■ **SELECTED EXCERPT**:
So to keep my fish from living in way high nitrate in some tanks, I switched to dry and just mix it in my water as I need it. I keep a log book of things going on in each tank and as I see something to check, I test that item in that tank and adjust as needed. Some get N, some not, so to offset the loss of K when I drop dosing potassium nitrate, I dose potassium sulfate. 
But then, what works best for me is not always what works for you. As I set here waiting for other things to develope, I often set on the computer but spend a good amount of time looking at each particular plant in each tank. As a I look, I often see something that I want to watch. Maybe a leaf is curling and I want to watch it for a few days to see why. At times, that prompts me to bump one specific fert up an 1/8 teaspoon to see the result. 
I do my tanks kind of like driving. The signs may say it is safe at 85 but I often feel like 60 is better! If I see the nitrate is to high, I want to be able to back off but not totally stop.


----------



## Teebo (Jul 15, 2015)

PlantedRich said:


> Some get N, some not, so to offset the loss of K when I drop dosing potassium nitrate, I dose potassium sulfate.


Can you elaborate on this? I have a tank that I do not dose Seachem Nitrogen in anymore because it is not needed. Are you saying if the fish are providing enough nitrate and I stop dosing nitrogen I should supplement with my Seachem potassium?


----------



## DigityDog70 (Jan 20, 2017)

This seems like just as good of an opportunity as any to ask, "how are people testing their water parameters" for Macro and Micro nutrients? There are a few people on this thread that I know have some dialed in tanks and I certainly appreciate and value your feedback. 

Cheers, 
DD


----------



## PlantedRich (Jul 21, 2010)

■ **Point labels for objects**:
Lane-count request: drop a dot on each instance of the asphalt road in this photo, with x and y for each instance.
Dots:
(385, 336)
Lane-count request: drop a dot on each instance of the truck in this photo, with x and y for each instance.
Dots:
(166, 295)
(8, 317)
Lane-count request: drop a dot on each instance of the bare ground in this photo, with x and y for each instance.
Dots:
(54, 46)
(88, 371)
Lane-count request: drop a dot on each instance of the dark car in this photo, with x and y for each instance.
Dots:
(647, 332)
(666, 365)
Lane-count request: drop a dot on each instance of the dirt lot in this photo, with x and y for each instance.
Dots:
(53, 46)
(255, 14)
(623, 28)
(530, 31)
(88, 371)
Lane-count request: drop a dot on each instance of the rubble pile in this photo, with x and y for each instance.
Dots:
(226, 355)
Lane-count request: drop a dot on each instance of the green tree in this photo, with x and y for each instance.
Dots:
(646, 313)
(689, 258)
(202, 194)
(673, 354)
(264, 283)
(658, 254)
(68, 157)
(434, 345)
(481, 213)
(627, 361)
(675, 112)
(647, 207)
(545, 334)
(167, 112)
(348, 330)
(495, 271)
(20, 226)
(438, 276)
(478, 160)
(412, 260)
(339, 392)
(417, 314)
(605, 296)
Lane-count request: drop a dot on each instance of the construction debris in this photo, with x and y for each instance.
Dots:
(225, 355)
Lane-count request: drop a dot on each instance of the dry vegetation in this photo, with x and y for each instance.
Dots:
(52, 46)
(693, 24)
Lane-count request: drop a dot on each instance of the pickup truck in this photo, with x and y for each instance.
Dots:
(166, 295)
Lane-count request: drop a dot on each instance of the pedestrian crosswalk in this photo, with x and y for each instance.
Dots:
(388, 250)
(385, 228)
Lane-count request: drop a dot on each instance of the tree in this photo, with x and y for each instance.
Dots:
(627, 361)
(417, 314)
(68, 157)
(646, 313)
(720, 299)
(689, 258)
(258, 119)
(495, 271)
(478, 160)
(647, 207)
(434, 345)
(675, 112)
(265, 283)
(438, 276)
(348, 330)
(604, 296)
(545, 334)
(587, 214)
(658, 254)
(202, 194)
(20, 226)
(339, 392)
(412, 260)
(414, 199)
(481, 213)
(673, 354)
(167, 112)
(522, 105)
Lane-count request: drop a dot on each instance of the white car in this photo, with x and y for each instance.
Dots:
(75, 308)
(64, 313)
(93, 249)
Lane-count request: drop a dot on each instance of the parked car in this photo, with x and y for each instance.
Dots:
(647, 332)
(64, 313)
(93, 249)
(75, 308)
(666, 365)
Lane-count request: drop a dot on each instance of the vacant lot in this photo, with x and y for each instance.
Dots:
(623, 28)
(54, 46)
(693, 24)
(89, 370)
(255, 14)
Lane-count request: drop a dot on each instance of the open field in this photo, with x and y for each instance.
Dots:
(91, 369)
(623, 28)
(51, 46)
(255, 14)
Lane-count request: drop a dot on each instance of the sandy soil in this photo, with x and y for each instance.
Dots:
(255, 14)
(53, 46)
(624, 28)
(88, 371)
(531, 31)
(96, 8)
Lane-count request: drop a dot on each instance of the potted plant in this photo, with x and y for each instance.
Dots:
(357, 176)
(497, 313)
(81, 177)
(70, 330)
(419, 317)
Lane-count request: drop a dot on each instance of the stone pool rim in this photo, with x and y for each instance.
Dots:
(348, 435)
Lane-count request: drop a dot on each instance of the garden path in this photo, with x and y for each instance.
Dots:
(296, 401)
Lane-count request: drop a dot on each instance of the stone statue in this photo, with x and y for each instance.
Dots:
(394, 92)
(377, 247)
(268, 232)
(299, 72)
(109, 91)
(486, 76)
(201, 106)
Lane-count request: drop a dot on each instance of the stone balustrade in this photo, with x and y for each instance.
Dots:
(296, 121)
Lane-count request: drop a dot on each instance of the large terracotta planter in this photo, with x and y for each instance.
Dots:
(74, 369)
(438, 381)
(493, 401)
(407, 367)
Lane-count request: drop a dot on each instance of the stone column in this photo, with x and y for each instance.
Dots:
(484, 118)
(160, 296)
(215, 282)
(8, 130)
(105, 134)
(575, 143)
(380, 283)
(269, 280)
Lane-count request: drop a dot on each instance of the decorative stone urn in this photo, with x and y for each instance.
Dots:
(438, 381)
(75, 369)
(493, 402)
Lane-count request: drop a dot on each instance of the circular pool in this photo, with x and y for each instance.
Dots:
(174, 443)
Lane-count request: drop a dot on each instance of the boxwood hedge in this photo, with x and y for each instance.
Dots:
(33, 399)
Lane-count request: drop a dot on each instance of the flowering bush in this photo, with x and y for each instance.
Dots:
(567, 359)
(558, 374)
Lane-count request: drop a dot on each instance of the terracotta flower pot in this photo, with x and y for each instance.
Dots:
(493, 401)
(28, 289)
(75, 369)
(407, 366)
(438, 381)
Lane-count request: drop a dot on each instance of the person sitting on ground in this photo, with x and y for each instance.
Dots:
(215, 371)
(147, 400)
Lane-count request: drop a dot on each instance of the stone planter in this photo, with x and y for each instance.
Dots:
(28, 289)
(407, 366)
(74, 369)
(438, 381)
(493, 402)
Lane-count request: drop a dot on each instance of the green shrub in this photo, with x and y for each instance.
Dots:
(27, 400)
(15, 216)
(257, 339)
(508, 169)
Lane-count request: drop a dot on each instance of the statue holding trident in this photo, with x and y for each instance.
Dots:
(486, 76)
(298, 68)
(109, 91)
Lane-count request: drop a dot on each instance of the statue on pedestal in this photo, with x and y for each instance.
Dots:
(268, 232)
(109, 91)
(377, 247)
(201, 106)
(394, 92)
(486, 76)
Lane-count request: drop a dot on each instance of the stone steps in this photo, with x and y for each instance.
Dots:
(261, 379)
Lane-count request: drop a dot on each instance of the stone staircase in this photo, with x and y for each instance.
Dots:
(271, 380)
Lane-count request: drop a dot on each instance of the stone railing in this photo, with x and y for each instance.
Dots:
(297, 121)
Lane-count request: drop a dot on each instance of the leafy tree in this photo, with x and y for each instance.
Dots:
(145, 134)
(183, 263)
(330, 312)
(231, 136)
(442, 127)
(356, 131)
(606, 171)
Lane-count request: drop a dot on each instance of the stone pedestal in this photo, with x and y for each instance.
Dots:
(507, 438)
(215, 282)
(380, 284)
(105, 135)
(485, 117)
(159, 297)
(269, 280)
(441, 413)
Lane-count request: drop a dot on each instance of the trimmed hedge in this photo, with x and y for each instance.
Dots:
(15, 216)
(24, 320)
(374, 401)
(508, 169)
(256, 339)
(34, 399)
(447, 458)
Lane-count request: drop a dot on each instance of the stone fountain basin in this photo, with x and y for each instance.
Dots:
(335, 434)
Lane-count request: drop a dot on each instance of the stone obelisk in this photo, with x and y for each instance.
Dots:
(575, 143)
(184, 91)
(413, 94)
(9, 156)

■ **EXERCISE SET**:
a) Reproduce the fertilizer dosing thread word for word from "Can you elaborate" to "value your feedback.".
b) According to the fertilizer dosing thread, what does PlantedRich dose to offset the loss of K after dropping potassium nitrate?
Rely only on the fertilizer dosing thread, with nothing from outside it.

■ **OUTPUTS BY TASK**:
a)
Can you elaborate on this? I have a tank that I do not dose Seachem Nitrogen in anymore because it is not needed. Are you saying if the fish are providing enough nitrate and I stop dosing nitrogen I should supplement with my Seachem potassium?


----------



## DigityDog70 (Jan 20, 2017)

This seems like just as good of an opportunity as any to ask, "how are people testing their water parameters" for Macro and Micro nutrients? There are a few people on this thread that I know have some dialed in tanks and I certainly appreciate and value your feedback.

b) Potassium sulfate.